Data items:
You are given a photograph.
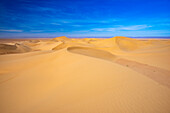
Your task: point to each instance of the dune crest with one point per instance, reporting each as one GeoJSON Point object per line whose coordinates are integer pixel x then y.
{"type": "Point", "coordinates": [91, 75]}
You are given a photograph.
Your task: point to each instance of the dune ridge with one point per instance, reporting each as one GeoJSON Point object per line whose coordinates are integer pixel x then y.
{"type": "Point", "coordinates": [62, 75]}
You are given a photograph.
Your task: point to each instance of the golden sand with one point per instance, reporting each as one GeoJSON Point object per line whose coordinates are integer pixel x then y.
{"type": "Point", "coordinates": [62, 75]}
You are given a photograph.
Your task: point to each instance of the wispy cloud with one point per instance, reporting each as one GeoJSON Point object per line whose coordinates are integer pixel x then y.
{"type": "Point", "coordinates": [135, 27]}
{"type": "Point", "coordinates": [11, 30]}
{"type": "Point", "coordinates": [128, 28]}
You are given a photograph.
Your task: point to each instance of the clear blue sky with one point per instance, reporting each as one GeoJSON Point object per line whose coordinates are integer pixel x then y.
{"type": "Point", "coordinates": [84, 18]}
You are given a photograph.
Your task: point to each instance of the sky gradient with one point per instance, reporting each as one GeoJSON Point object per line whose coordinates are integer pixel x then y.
{"type": "Point", "coordinates": [84, 18]}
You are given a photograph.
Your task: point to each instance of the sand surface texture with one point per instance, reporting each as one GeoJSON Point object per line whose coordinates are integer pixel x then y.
{"type": "Point", "coordinates": [90, 75]}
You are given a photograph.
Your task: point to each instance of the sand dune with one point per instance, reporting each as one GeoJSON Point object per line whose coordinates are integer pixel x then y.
{"type": "Point", "coordinates": [62, 75]}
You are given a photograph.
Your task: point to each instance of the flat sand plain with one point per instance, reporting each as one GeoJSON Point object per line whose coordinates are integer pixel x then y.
{"type": "Point", "coordinates": [89, 75]}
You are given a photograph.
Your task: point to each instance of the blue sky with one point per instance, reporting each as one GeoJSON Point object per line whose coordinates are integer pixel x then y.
{"type": "Point", "coordinates": [84, 18]}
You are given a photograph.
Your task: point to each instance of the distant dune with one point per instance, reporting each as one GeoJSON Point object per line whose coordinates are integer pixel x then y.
{"type": "Point", "coordinates": [90, 75]}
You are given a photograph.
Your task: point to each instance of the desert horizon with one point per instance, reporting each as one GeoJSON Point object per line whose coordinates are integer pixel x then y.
{"type": "Point", "coordinates": [92, 75]}
{"type": "Point", "coordinates": [84, 56]}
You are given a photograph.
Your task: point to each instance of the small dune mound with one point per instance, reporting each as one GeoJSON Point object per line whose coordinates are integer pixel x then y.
{"type": "Point", "coordinates": [34, 41]}
{"type": "Point", "coordinates": [11, 49]}
{"type": "Point", "coordinates": [22, 48]}
{"type": "Point", "coordinates": [7, 49]}
{"type": "Point", "coordinates": [62, 38]}
{"type": "Point", "coordinates": [60, 46]}
{"type": "Point", "coordinates": [92, 52]}
{"type": "Point", "coordinates": [126, 44]}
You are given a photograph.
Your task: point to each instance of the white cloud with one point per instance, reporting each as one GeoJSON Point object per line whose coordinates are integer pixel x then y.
{"type": "Point", "coordinates": [135, 27]}
{"type": "Point", "coordinates": [119, 28]}
{"type": "Point", "coordinates": [11, 30]}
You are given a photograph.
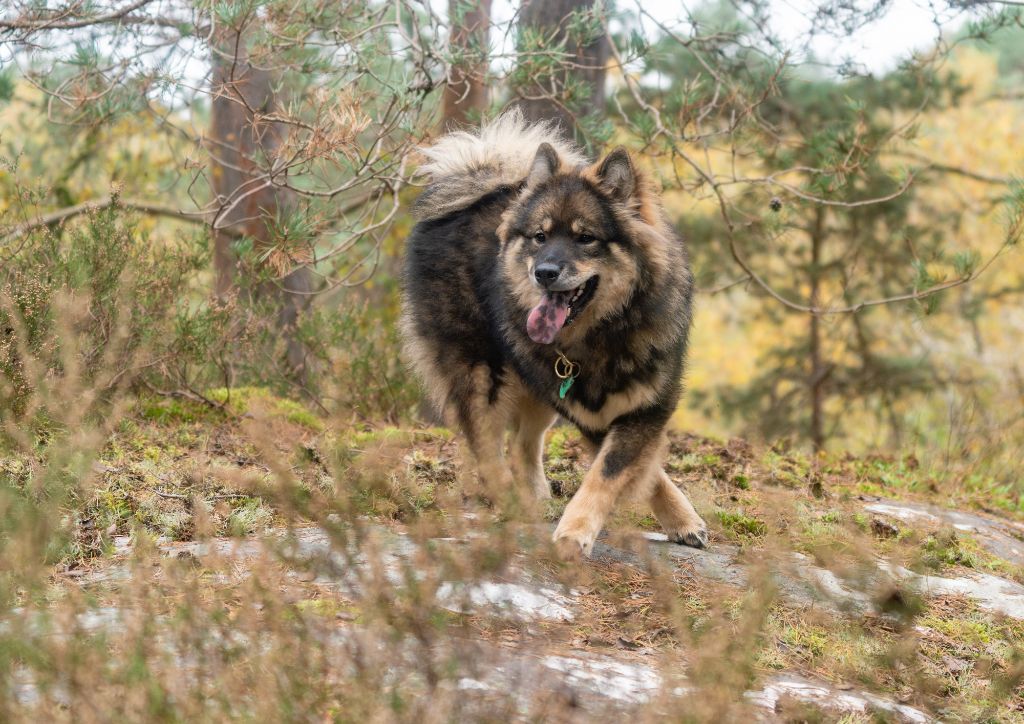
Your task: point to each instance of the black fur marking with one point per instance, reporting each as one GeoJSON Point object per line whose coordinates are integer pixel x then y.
{"type": "Point", "coordinates": [460, 305]}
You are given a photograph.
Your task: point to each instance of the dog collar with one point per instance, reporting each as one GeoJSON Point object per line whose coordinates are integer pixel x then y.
{"type": "Point", "coordinates": [566, 371]}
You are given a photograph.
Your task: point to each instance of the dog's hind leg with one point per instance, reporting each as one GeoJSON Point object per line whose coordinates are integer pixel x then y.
{"type": "Point", "coordinates": [674, 511]}
{"type": "Point", "coordinates": [530, 420]}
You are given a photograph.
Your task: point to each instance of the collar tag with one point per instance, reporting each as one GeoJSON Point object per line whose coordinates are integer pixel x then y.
{"type": "Point", "coordinates": [566, 371]}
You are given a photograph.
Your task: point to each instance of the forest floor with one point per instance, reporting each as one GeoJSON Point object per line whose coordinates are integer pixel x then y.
{"type": "Point", "coordinates": [836, 588]}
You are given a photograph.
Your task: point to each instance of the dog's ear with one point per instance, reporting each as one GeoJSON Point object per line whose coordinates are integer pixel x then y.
{"type": "Point", "coordinates": [615, 174]}
{"type": "Point", "coordinates": [544, 166]}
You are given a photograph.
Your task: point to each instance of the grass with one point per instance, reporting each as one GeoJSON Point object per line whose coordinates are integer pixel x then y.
{"type": "Point", "coordinates": [176, 471]}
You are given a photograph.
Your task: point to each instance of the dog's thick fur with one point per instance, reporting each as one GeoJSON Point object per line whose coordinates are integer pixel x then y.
{"type": "Point", "coordinates": [504, 205]}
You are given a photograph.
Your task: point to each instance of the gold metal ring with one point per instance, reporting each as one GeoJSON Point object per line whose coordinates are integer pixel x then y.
{"type": "Point", "coordinates": [565, 368]}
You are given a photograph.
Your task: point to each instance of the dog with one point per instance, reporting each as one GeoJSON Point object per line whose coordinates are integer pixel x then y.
{"type": "Point", "coordinates": [537, 285]}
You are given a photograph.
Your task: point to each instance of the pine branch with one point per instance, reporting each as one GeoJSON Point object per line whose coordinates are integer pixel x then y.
{"type": "Point", "coordinates": [96, 205]}
{"type": "Point", "coordinates": [69, 18]}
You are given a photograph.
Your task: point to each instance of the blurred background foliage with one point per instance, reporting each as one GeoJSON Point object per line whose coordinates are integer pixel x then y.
{"type": "Point", "coordinates": [804, 186]}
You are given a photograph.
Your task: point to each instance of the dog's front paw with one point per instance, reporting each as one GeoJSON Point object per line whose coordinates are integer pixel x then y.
{"type": "Point", "coordinates": [694, 538]}
{"type": "Point", "coordinates": [572, 546]}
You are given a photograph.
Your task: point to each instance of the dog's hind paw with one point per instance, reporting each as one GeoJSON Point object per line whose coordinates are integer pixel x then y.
{"type": "Point", "coordinates": [693, 539]}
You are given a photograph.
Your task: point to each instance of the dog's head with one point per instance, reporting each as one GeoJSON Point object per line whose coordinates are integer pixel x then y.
{"type": "Point", "coordinates": [567, 255]}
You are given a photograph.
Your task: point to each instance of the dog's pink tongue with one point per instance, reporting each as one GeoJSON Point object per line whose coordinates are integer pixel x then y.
{"type": "Point", "coordinates": [547, 317]}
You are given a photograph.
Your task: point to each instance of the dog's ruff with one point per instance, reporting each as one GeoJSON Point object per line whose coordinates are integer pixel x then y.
{"type": "Point", "coordinates": [522, 253]}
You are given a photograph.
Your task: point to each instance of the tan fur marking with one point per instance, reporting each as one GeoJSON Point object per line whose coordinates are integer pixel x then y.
{"type": "Point", "coordinates": [597, 496]}
{"type": "Point", "coordinates": [420, 354]}
{"type": "Point", "coordinates": [530, 421]}
{"type": "Point", "coordinates": [673, 509]}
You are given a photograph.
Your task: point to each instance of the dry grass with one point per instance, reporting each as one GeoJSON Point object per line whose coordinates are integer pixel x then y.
{"type": "Point", "coordinates": [132, 609]}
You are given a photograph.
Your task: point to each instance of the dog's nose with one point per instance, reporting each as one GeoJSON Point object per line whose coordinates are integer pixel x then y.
{"type": "Point", "coordinates": [546, 273]}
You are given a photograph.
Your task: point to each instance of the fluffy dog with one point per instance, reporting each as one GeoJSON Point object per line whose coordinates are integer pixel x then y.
{"type": "Point", "coordinates": [536, 285]}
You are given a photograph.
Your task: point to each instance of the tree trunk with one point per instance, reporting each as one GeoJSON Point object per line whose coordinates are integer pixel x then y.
{"type": "Point", "coordinates": [546, 98]}
{"type": "Point", "coordinates": [465, 96]}
{"type": "Point", "coordinates": [243, 147]}
{"type": "Point", "coordinates": [818, 373]}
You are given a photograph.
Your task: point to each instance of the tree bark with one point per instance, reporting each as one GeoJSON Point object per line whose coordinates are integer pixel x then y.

• **WORK TASK**:
In the answer, please give only the lines from the line containing "Your task: point to each instance of the fluffy" through the final line of the data, copied exactly.

• **SOLUTION FOR THIS TASK**:
Your task: point to each instance of the fluffy dog with one point per instance, reporting each as one GeoJSON Point object per line whose coordinates are integer pixel x then y.
{"type": "Point", "coordinates": [536, 285]}
You are given a photograph.
Your task: point to each instance of the tree trunk with one point per instance, reporting each as one GeoJSON Point object per line whose coordinates are integer pixel x then y.
{"type": "Point", "coordinates": [546, 98]}
{"type": "Point", "coordinates": [465, 96]}
{"type": "Point", "coordinates": [243, 147]}
{"type": "Point", "coordinates": [818, 373]}
You are given a photograph.
Your task: point to each instance of the tree bark with one point per instance, reporting each as one GeoJSON Point object per line whose coordinates are integer pixel x then y.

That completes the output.